RECORDS TO PROCESS –
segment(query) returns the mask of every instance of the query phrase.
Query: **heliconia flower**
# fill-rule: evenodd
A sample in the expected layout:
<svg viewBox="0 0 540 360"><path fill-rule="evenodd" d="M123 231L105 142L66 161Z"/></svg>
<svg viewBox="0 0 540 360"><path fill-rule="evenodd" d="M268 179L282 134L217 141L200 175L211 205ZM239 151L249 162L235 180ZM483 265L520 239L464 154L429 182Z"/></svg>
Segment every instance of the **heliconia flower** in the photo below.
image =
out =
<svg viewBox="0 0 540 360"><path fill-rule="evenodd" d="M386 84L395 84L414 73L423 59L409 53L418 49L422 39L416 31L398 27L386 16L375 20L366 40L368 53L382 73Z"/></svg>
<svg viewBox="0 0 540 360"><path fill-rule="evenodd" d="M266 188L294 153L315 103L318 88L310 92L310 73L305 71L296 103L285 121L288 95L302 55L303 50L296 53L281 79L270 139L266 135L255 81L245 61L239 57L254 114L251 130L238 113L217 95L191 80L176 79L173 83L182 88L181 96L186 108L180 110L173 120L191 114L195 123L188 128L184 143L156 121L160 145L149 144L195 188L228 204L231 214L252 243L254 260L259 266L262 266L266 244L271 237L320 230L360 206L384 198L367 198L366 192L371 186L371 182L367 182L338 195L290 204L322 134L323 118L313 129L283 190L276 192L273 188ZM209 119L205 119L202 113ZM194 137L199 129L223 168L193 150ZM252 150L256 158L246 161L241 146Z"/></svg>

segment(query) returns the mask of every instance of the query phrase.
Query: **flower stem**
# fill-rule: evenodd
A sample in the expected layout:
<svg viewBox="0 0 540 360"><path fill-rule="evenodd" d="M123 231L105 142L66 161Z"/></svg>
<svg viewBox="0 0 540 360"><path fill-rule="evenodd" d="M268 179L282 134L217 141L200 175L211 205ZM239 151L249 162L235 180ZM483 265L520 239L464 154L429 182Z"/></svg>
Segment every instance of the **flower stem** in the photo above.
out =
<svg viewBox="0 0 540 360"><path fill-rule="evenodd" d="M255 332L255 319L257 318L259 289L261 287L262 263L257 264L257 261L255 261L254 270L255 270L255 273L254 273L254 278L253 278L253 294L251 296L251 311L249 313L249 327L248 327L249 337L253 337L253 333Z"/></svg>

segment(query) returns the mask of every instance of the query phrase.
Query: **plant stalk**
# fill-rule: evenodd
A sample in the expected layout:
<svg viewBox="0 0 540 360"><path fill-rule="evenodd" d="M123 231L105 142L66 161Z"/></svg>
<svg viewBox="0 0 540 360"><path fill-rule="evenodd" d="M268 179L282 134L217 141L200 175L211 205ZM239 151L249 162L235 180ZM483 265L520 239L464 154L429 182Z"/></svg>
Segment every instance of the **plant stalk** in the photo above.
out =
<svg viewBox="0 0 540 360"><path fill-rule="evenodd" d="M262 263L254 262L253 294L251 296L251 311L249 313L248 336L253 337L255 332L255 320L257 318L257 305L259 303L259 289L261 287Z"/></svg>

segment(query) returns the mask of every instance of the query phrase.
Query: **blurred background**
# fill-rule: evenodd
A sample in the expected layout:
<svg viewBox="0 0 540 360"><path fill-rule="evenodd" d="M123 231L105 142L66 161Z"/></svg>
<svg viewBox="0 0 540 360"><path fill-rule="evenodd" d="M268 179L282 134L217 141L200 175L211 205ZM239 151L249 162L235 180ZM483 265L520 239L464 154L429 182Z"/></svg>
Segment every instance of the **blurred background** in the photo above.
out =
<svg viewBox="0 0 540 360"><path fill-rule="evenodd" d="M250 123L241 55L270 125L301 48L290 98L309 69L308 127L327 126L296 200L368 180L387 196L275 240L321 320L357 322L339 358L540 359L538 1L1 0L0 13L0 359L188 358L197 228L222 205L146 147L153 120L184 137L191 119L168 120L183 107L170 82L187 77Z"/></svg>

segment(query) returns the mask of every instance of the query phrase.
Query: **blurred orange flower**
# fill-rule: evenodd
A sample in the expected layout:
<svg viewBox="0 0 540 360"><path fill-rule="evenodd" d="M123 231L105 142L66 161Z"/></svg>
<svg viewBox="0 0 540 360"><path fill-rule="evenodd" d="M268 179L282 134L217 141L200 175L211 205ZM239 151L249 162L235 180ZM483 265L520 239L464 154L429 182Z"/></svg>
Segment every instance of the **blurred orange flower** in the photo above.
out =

DIRECTIONS FOR THIS TASK –
Please state how many lines of the records above contain the word "heliconia", with matching case. Reply with the number alone.

RESPONSE –
2